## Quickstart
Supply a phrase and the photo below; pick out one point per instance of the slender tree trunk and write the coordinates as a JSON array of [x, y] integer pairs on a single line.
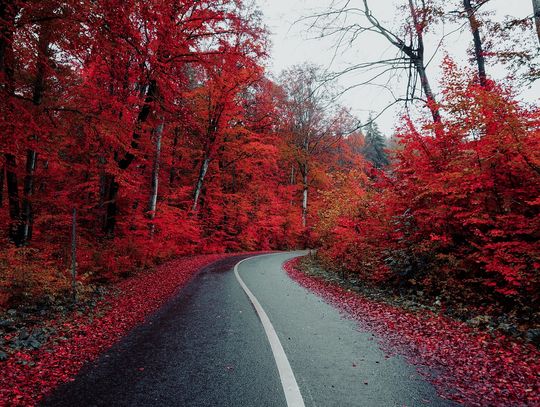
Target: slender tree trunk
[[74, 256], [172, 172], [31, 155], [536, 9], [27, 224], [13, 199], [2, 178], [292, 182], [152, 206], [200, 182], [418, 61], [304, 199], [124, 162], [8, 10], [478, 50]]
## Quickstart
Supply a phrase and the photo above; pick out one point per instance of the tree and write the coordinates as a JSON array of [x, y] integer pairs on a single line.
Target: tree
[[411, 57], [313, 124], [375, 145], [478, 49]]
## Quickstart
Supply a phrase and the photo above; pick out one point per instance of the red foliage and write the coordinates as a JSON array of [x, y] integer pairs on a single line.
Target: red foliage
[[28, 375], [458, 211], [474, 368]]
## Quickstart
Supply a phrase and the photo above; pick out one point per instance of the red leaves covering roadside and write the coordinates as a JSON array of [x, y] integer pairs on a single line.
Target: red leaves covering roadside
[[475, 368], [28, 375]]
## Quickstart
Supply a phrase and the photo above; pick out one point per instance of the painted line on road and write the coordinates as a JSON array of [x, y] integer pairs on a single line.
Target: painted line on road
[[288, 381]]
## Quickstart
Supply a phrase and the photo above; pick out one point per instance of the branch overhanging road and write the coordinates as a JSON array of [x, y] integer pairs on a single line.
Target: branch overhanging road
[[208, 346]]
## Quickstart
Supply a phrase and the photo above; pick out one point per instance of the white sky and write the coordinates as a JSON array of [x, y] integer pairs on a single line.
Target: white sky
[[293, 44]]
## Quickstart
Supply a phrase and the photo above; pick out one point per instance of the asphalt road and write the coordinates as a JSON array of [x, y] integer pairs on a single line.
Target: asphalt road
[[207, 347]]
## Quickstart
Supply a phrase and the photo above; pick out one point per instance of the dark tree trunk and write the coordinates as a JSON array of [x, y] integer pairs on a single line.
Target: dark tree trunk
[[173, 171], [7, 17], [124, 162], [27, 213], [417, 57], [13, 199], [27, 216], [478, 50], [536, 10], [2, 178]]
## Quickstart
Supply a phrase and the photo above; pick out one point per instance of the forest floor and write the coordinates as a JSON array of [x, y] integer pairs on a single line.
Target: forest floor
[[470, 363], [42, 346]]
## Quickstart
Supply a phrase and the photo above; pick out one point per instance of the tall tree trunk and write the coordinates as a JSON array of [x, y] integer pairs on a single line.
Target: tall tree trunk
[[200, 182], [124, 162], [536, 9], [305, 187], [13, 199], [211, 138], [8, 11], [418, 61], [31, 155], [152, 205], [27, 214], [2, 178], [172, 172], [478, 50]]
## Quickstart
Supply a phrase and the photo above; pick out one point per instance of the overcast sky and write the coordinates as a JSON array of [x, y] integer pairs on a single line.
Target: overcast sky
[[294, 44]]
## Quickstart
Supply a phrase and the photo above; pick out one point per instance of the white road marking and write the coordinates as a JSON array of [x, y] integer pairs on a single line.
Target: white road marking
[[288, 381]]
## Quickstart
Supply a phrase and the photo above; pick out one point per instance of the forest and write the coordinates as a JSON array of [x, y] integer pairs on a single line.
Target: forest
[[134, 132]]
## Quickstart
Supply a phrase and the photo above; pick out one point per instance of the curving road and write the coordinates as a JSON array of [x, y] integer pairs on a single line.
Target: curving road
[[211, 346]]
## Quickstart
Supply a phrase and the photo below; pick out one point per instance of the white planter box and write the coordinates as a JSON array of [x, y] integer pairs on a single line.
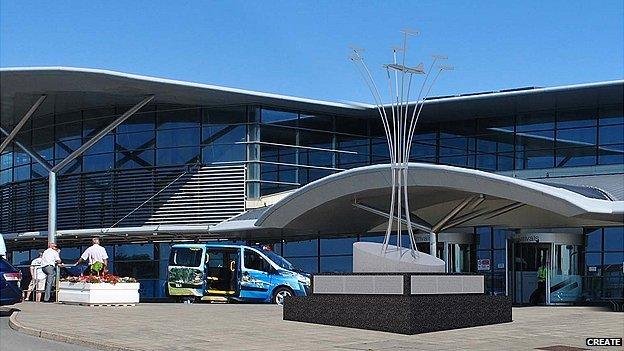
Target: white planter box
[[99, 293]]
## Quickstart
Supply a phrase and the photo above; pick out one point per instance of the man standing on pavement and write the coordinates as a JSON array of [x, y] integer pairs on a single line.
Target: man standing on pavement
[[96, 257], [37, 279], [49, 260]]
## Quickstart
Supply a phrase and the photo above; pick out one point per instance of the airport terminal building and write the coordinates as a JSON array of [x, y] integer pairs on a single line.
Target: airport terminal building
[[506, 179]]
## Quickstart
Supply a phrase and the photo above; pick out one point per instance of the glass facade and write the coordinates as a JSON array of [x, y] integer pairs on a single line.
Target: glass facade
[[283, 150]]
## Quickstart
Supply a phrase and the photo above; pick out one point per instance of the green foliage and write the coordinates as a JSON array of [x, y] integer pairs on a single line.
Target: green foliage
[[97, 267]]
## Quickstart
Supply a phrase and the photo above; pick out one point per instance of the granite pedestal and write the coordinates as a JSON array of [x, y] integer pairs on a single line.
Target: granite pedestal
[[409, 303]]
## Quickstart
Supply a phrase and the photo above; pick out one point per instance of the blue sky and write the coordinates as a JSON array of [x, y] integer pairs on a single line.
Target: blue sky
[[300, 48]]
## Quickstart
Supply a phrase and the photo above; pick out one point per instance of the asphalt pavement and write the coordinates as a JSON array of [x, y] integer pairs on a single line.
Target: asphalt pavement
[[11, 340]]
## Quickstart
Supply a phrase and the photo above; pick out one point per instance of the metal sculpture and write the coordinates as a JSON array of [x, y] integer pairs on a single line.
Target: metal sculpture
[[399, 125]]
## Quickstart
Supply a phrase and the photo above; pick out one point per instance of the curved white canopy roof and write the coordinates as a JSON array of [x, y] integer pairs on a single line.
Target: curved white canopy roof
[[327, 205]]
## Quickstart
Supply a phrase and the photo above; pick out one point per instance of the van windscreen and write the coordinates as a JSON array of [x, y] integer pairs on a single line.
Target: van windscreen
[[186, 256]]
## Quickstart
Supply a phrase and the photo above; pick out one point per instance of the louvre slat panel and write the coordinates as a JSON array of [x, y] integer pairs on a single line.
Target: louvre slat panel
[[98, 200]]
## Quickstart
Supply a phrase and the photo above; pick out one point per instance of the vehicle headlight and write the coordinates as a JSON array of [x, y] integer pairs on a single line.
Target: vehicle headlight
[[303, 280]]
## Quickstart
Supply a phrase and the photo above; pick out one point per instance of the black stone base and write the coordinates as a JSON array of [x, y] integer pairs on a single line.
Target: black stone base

→ **Stated problem**
Copy the material from its first line through the line containing "Target: slender tree trunk", both ends included, word for word. Leave the pictures out of your copy.

→ **Written reply**
## Quickstart
Supply a phrase and the photo below; pick out one point per instance of the slender tree trunk and write the coordinates as a JSON array of [x, y] integer pairs on a single line.
Target: slender tree trunk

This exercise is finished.